▸ **Brano fornito**:
In città si è un po’ sempre arrampichicchiato, ma è stato dopo la comparsa di Morgan Boissenot, con la sua incredibile motivazione, che cinque anni fa è davvero cominciato tutto. Non so dirti quanti chilometri abbia fatto Morgan, con lo scooter e in bici, per scovare tutti i luoghi buoni per arrampicare, ma di sicuro ci ha impiegato un bel po’! È lui che ha scovato quasi tutti i punti migliori per arrampicare a Ginevra.

© Marc Daviet

Come riesci a gestire l’impegno, la sicurezza, e anche l’aspetto giuridico della vicenda?

Bisogna avere un po’ di occhio, per impegnarsi in questa storia. Bisogna essere in grado di valutare il rischio perché, anche se è prendersi una pietra sulla zucca è un evento raro, appendersi a una struttura che non regge il tuo peso comporta comunque dei pericoli.  Inoltre, se si arrampica in città e non si è dei vandali, si devono rispettare le strutture, i monumenti e ogni altro tipo di costruzione. Ci va rispetto, bisogna evitare di nascondersi, spiegare ciò che si sta facendo, e prima di partire lasciare tutto pulito. Finora è sempre filato tutto liscio, anche in presenza della la polizia, che a volte è rimasta al nostro fianco, a guardarci, per dei minuti! Ma basta prestare attenzione agli edifici privati, perché la responsabilità tue azioni si ripercuote sul proprietario. Chiedere il permesso è sempre altamente raccomandato. Rispetto allo skateboard, ad esempio, che lascia tracce scure e striscia e rovina le strutture edili, dopo il nostro passaggio non rimane la minima atraccia.

E comunque, cosa tutt’altro che semplice, bisogna saper individuare dei veri passaggi di blocco, perché tutto in fondo è scalabile. Il nostro obiettivo di squadra, quando si pratica l’urban climbing, non è semplicemente quello di scovare la parte inferiore di un ponte in ferro, o lo stupido angolo di un castello con tutte le varie pietre impilate una sull’altra, ma individuare una vera e propria linea capace di guidarci verso una serie di movimenti obbligatori. Questo per noi è il massimo, rappresenta una vittoria e costituisce il vero bloc street, ben diverso dalla “semplice” street climbing  che spesso vedete praticare, ed è un vero super trip!

© Marc Daviet

Perché di notte?

Per scattare delle foto per la Petzl! ;)
Scherzo, ma se non si scala soprattutto di notte, si finisce per arrampicare solo di giorno.

▸ **Obiettivi**:
a – Cita dal brano sull'arrampicata urbana la parte che va da "E comunque, cosa" a "solo di giorno.".
b – Rispondi a queste domande sul brano sull'arrampicata urbana:
(i) Chi ha scovato quasi tutti i punti migliori per arrampicare a Ginevra?
(ii) Con quale attività viene messa a confronto l'arrampicata, riguardo alle tracce lasciate sulle strutture?
(iii) Qual è l'obiettivo di squadra quando si pratica l'urban climbing?
I record sono materiale a parte e non fanno parte del brano.

(Alcuni record)
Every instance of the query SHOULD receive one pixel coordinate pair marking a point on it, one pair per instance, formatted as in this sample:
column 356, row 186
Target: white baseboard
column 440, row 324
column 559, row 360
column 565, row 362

▸ **Compiti svolti**:
a –
E comunque, cosa tutt’altro che semplice, bisogna saper individuare dei veri passaggi di blocco, perché tutto in fondo è scalabile. Il nostro obiettivo di squadra, quando si pratica l’urban climbing, non è semplicemente quello di scovare la parte inferiore di un ponte in ferro, o lo stupido angolo di un castello con tutte le varie pietre impilate una sull’altra, ma individuare una vera e propria linea capace di guidarci verso una serie di movimenti obbligatori. Questo per noi è il massimo, rappresenta una vittoria e costituisce il vero bloc street, ben diverso dalla “semplice” street climbing  che spesso vedete praticare, ed è un vero super trip!

© Marc Daviet

Perché di notte?

Per scattare delle foto per la Petzl! ;)
Scherzo, ma se non si scala soprattutto di notte, si finisce per arrampicare solo di giorno.

b –
(i) Morgan Boissenot.
(ii) Con lo skateboard.
(iii) Individuare una vera e propria linea capace di guidarli verso una serie di movimenti obbligatori.